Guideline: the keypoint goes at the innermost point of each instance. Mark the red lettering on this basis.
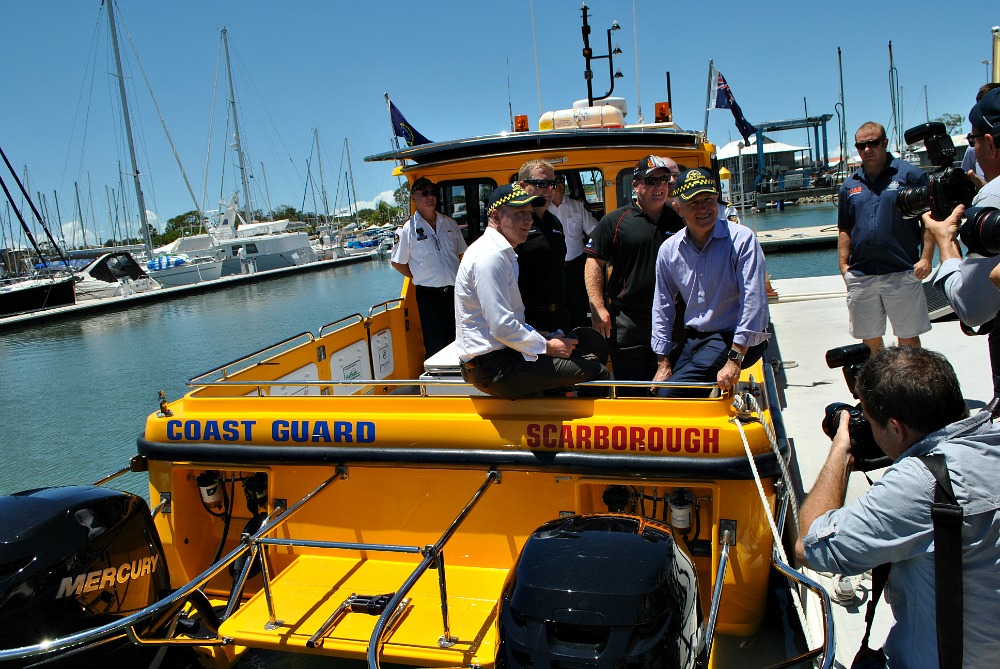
(692, 439)
(600, 437)
(532, 435)
(711, 441)
(674, 439)
(654, 439)
(619, 438)
(637, 437)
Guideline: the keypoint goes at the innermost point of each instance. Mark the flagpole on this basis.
(388, 109)
(708, 94)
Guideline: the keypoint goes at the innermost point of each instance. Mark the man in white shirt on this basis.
(500, 354)
(578, 224)
(428, 249)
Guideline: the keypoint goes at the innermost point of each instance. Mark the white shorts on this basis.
(900, 296)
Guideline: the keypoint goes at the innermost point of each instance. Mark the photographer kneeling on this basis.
(966, 282)
(914, 403)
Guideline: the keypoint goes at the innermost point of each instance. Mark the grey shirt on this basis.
(966, 281)
(892, 523)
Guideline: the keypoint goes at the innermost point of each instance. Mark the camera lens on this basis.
(981, 231)
(912, 202)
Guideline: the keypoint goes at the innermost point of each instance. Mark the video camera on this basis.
(866, 451)
(949, 186)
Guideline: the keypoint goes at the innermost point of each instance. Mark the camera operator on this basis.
(914, 403)
(966, 282)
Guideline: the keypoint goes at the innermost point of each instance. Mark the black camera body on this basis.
(949, 186)
(867, 453)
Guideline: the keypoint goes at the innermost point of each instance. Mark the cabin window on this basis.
(466, 201)
(586, 184)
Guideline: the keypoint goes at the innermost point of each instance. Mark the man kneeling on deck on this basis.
(717, 267)
(500, 354)
(913, 401)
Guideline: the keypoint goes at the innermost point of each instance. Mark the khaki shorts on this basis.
(900, 296)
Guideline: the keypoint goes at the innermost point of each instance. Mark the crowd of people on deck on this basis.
(684, 301)
(548, 293)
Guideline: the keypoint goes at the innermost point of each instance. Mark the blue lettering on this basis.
(230, 430)
(342, 431)
(212, 432)
(321, 431)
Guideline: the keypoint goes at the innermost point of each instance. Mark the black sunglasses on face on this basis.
(971, 139)
(541, 183)
(870, 144)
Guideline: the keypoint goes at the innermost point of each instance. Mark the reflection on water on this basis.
(74, 394)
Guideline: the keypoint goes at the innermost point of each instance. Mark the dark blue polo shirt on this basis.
(881, 241)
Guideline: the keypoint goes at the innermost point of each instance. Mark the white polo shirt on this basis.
(432, 254)
(578, 224)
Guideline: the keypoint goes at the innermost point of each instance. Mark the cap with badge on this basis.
(986, 114)
(513, 195)
(694, 182)
(422, 183)
(649, 164)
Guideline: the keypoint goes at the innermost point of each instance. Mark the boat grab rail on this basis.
(127, 624)
(224, 369)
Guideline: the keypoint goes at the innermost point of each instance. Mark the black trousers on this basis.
(576, 292)
(505, 373)
(436, 307)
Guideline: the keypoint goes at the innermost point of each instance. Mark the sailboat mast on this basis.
(350, 170)
(322, 185)
(128, 131)
(248, 217)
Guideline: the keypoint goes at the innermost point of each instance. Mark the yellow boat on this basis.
(335, 495)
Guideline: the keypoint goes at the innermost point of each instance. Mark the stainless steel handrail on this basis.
(430, 557)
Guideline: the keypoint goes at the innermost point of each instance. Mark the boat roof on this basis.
(637, 136)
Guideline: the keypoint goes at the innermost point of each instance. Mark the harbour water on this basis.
(74, 394)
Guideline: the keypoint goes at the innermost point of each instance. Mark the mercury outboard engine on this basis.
(73, 558)
(601, 591)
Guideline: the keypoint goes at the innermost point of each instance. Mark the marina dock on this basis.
(809, 318)
(821, 236)
(118, 303)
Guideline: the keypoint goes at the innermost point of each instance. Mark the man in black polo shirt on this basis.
(540, 257)
(629, 239)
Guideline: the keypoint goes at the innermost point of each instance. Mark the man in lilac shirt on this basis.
(717, 267)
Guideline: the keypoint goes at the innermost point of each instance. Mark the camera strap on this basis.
(948, 594)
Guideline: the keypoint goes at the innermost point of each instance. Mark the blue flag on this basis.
(403, 129)
(724, 100)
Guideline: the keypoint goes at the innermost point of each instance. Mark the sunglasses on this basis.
(870, 144)
(541, 183)
(972, 138)
(664, 179)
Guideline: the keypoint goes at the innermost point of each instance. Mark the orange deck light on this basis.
(662, 113)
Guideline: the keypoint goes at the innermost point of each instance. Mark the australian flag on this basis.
(403, 129)
(724, 100)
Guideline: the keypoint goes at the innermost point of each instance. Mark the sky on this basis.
(454, 68)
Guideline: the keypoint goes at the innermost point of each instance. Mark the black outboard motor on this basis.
(601, 591)
(73, 558)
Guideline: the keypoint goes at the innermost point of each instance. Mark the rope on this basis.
(796, 598)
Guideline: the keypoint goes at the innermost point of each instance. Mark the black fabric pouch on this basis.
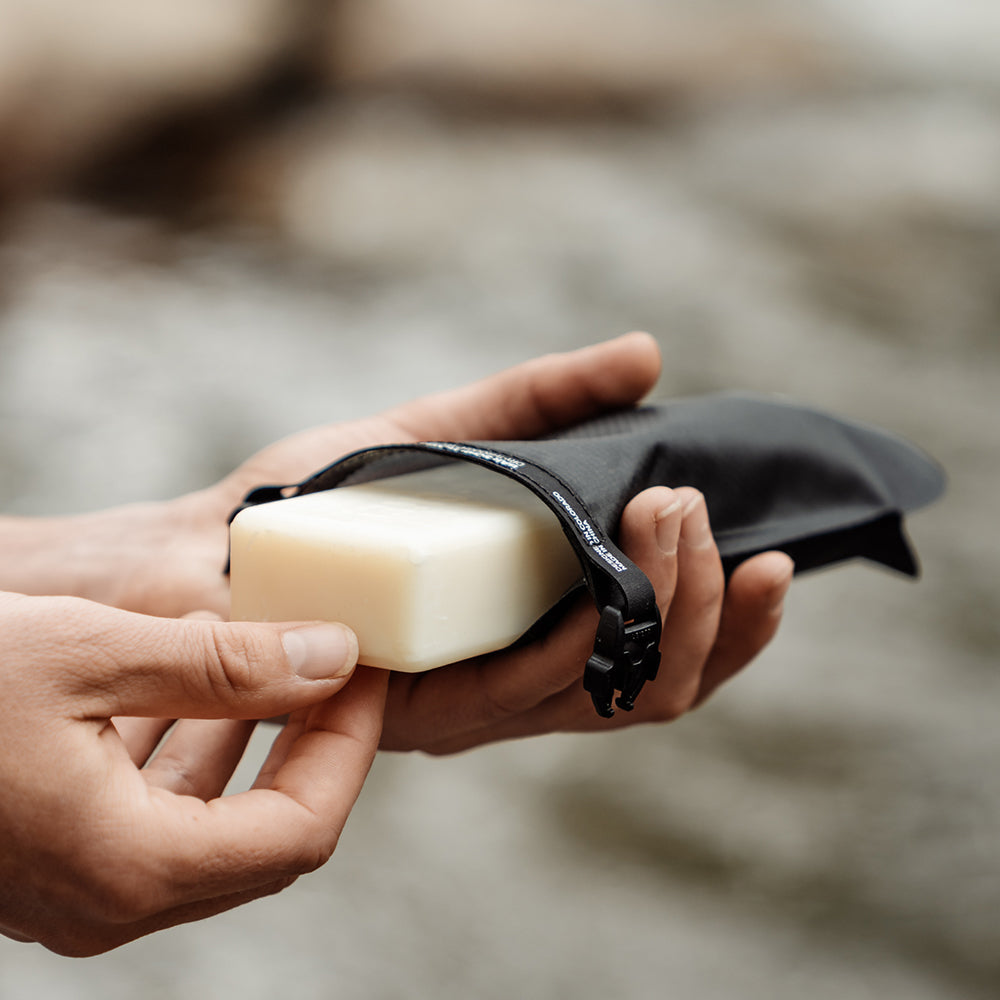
(775, 476)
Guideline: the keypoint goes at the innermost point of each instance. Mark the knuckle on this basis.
(234, 660)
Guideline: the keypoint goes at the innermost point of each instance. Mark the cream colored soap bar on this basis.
(427, 568)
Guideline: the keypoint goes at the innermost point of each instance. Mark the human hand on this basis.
(167, 558)
(97, 849)
(710, 632)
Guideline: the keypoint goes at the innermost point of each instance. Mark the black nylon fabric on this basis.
(775, 476)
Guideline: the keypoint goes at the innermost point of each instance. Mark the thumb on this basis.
(121, 663)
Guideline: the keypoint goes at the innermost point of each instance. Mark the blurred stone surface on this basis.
(827, 826)
(75, 77)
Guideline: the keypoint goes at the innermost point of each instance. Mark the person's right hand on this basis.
(97, 849)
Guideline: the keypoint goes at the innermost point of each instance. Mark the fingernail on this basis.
(667, 527)
(320, 651)
(781, 585)
(695, 529)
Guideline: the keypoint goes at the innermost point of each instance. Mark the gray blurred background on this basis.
(224, 222)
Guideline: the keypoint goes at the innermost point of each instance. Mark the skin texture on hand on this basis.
(96, 849)
(165, 559)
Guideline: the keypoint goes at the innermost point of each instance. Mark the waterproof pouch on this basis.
(775, 476)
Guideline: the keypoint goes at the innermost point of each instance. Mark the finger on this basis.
(199, 756)
(106, 662)
(692, 620)
(179, 850)
(82, 939)
(141, 736)
(751, 615)
(540, 395)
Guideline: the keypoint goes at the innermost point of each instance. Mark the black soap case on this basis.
(775, 476)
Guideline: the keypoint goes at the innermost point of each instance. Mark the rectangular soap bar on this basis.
(426, 568)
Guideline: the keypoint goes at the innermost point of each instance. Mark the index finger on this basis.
(540, 395)
(188, 851)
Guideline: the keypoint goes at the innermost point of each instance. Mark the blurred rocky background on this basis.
(222, 222)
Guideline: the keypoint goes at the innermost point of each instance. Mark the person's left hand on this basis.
(167, 560)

:: Your assignment ::
The whole listing should be reproduced exactly. Images don't go in.

:: The answer ::
Guideline: the keypoint goes at the innermost point of each instance. Mark the red lettering on this basis.
(692, 439)
(600, 437)
(532, 435)
(711, 441)
(674, 439)
(654, 439)
(619, 438)
(637, 437)
Guideline: the keypoint goes at the innermost point of each instance. Mark the flagpole on this basis.
(388, 109)
(708, 94)
Guideline: the keypoint goes at the innermost point of each instance. Mark the man in white shirt on this basis.
(500, 354)
(578, 224)
(428, 249)
Guideline: the keypoint goes at the innermost point of each instance. Mark the white shorts on this basis.
(900, 296)
Guideline: the keypoint goes at the innermost point of each instance. Mark the photographer kneeling on this basis.
(966, 282)
(914, 403)
Guideline: the keypoint goes at the innermost point of each instance. Mark the grey shirt on this basis.
(966, 281)
(892, 523)
Guideline: the keypoint goes at the innermost point of each instance. Mark the camera lens on this basis.
(981, 231)
(912, 202)
Guideline: the keypoint goes at the innermost point of each instance. Mark the video camera on this basis.
(866, 451)
(949, 186)
Guideline: the keypoint goes at the innermost point of each instance. Mark the camera operator on this basis.
(914, 403)
(966, 282)
Guideline: the keypoint goes at the innermost point of each instance. Mark the black camera body on this basis.
(949, 186)
(867, 453)
Guideline: the keypoint goes at the innermost point of each instance. Mark the cabin window on this basis.
(466, 201)
(586, 184)
Guideline: the keypoint goes at the innermost point of each instance. Mark the man kneeling on deck on this basis.
(717, 267)
(500, 354)
(913, 401)
Guideline: the keypoint goes at the innermost point of each instance. Mark the khaki shorts on this basis.
(900, 296)
Guideline: the keypoint goes at the innermost point of each instance. Mark the crowd of people on deck on this basis.
(684, 301)
(548, 293)
Guideline: the keypoint goes at the innermost point of each instance. Mark the blue lettering on this basis.
(230, 430)
(342, 431)
(212, 432)
(321, 431)
Guideline: the keypoint goes at the innermost point of each instance. Mark the black sunglasses on face on this basis.
(971, 139)
(541, 183)
(870, 144)
Guideline: the keypoint goes at the innermost point of each instance. Mark the reflection on water on this basis.
(74, 394)
Guideline: the keypoint goes at the innermost point of each instance. Mark the dark blue polo shirt on this basis.
(881, 241)
Guideline: the keypoint goes at the innermost point of each instance. Mark the white polo shirt on this basis.
(432, 254)
(578, 224)
Guideline: the keypoint goes at the innermost point of each instance. Mark the cap with badge on this basis.
(986, 114)
(513, 195)
(694, 182)
(422, 183)
(649, 164)
Guideline: the keypoint goes at the innermost point of each instance. Mark the boat grab rail on this basis.
(127, 624)
(224, 369)
Guideline: the keypoint goes at the innermost point of each instance. Mark the black trousers on this basis.
(576, 292)
(505, 373)
(436, 307)
Guideline: the keypoint goes at the innermost point of each instance. Mark the sailboat mast on this basis.
(350, 170)
(322, 185)
(128, 131)
(248, 217)
Guideline: the keypoint goes at the innermost point of each instance. Mark the yellow boat on this basis.
(335, 495)
Guideline: the keypoint goes at the innermost point of each instance. Mark the stainless steel handrail on this basis.
(430, 557)
Guideline: the keypoint goes at the innermost point of each instance. Mark the boat roof on this basis.
(637, 136)
Guideline: the keypoint goes at the innermost point of each instance. Mark the harbour water on this basis.
(74, 394)
Guideline: the keypoint goes at the innermost point of each instance. Mark the mercury outboard engine on this basis.
(73, 558)
(601, 591)
Guideline: the keypoint goes at the innermost point of each instance. Mark the marina dock on this basis.
(809, 318)
(821, 236)
(118, 303)
Guideline: the keypoint goes at the innermost point of each instance. Mark the man in black polo shirt on this basis.
(540, 257)
(629, 239)
Guideline: the keypoint goes at the innermost point of each instance. Mark the man in lilac shirt on this basis.
(717, 267)
Guideline: the keypoint goes at the innermost point of each instance. Mark the camera strap on this basis.
(948, 594)
Guideline: the keypoint goes at the innermost point of each instance. Mark the blue flag on this basis.
(403, 129)
(724, 100)
Guideline: the keypoint goes at the innermost point of each instance. Mark the sunglasses on this basis.
(870, 144)
(541, 183)
(972, 138)
(664, 179)
Guideline: the keypoint goes at the innermost point of each instance. Mark the orange deck light on this basis.
(662, 113)
Guideline: the keypoint goes at the innermost point of each instance. Mark the australian flag on this basis.
(403, 129)
(724, 100)
Guideline: the keypoint goes at the innermost point of each instance. Mark the sky on this basis.
(454, 68)
Guideline: the keypoint goes at the innermost point of each instance. Mark the black outboard motor on this basis.
(601, 591)
(73, 558)
Guideline: the keypoint goes at the innermost point of each instance. Mark the rope on this basis.
(796, 598)
Guideline: the keypoint goes at the innermost point of each instance. Mark the black fabric pouch on this basis.
(775, 476)
Guideline: the keypoint goes at the innermost point of each instance. Mark the knuckle on this basis.
(234, 660)
Guideline: the keypoint goes at the innermost point of each instance. Mark the cream colored soap bar on this basis.
(427, 568)
Guideline: the keypoint goes at the innermost point of each instance. Mark the human hand on this basis.
(167, 558)
(97, 849)
(710, 632)
Guideline: the keypoint goes at the innermost point of each instance. Mark the black nylon fabric on this basis.
(775, 476)
Guideline: the keypoint goes at the innermost point of each instance. Mark the thumb on this basis.
(121, 663)
Guideline: the keypoint goes at the innermost point of each instance. Mark the blurred stone surface on this basis.
(827, 826)
(75, 77)
Guideline: the keypoint goes at the innermost point of each instance. Mark the person's right hand on this basis.
(97, 849)
Guideline: the keypoint goes at the innermost point of each instance. Mark the fingernail on this basis.
(667, 527)
(320, 651)
(781, 585)
(695, 529)
Guideline: the keypoint goes at the innermost point of each instance. Mark the gray blurred background on this basis.
(224, 222)
Guideline: the keypoint goes at the innermost point of each instance. Mark the skin texture on hand on this basis.
(96, 849)
(165, 559)
Guideline: the keypoint goes at the innermost point of each instance. Mark the waterproof pouch on this basis.
(775, 476)
Guideline: the keypoint goes at the innermost point of each instance. Mark the finger on this basis.
(199, 756)
(106, 662)
(692, 620)
(179, 850)
(82, 939)
(141, 736)
(751, 615)
(540, 395)
Guideline: the keypoint goes at the innermost point of each instance. Mark the black soap case on this basis.
(775, 476)
Guideline: the keypoint goes at the innermost point of each instance. Mark the rectangular soap bar on this basis.
(426, 568)
Guideline: the keypoint goes at the innermost point of each instance. Mark the index finger on this basis.
(540, 395)
(188, 851)
Guideline: the keypoint goes at the innermost point of each instance. Mark the blurred rocky background on this basis.
(222, 222)
Guideline: the keypoint goes at the innermost point of each instance. Mark the person's left hand on this basis.
(167, 560)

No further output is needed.